Requirement: Copy each line in the data that includes the word "above".

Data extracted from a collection
****

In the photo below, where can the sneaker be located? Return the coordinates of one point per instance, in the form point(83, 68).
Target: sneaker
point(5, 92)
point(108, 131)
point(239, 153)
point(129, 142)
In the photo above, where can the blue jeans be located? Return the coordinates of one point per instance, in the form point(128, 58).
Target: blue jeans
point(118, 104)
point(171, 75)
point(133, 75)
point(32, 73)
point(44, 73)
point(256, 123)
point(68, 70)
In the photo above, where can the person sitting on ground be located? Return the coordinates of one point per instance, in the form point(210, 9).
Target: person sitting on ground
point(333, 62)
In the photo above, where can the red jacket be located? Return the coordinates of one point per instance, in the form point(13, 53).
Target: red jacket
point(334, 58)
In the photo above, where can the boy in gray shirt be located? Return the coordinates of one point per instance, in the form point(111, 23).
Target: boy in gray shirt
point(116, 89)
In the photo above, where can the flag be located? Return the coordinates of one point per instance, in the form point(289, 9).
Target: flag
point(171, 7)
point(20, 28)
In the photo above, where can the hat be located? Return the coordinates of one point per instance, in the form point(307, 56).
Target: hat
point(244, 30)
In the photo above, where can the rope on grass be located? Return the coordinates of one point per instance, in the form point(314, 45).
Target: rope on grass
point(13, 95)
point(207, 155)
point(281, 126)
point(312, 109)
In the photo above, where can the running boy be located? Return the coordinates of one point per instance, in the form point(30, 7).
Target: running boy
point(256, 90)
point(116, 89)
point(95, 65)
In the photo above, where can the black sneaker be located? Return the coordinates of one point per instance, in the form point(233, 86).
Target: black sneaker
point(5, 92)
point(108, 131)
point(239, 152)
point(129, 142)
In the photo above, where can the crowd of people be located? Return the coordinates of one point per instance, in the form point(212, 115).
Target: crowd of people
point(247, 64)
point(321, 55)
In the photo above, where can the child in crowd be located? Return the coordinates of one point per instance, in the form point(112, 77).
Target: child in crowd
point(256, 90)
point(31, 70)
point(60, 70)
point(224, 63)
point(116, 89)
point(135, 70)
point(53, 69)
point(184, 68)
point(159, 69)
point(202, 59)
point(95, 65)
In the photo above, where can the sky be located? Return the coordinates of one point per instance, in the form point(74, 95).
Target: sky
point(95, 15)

****

Response to this exercise:
In the photo above, where can the blue jeans be located? Return the coordinates of one point per instance, in the form point(128, 58).
In the photo above, where can the person sitting on ground be located? Return the coordinates of one point per instance, in the form point(210, 9).
In the photo above, where can the red jacket be located? Return the coordinates of one point per instance, in the form point(13, 53).
In the photo above, where can the boy in gray shirt be located? Return the coordinates of one point per instance, in the form point(111, 23).
In the photo above, where can the flag be located? Return the coordinates of one point per instance, in the form point(289, 9).
In the photo above, where can the hat be located? Return the coordinates of one point per instance, in the form point(307, 56).
In the photo above, where can the rope on grass be located? Return the coordinates of one point per instance, in the form point(314, 45).
In the photo above, where can the running boy be located? Return the coordinates of one point per instance, in the form point(30, 7).
In the photo above, where can the black sneaker be located? Return the coordinates of one point per instance, in the form point(233, 86).
In the photo above, where can the crowd of people be located? Return the coordinates of one point per instance, in the form point(212, 115).
In the photo above, where can the child in crowd be located? Return the coordinates of one point per instance, in the form point(112, 77).
In the photo above, where can the sky be located? Return the coordinates of one point per instance, in the form point(74, 95).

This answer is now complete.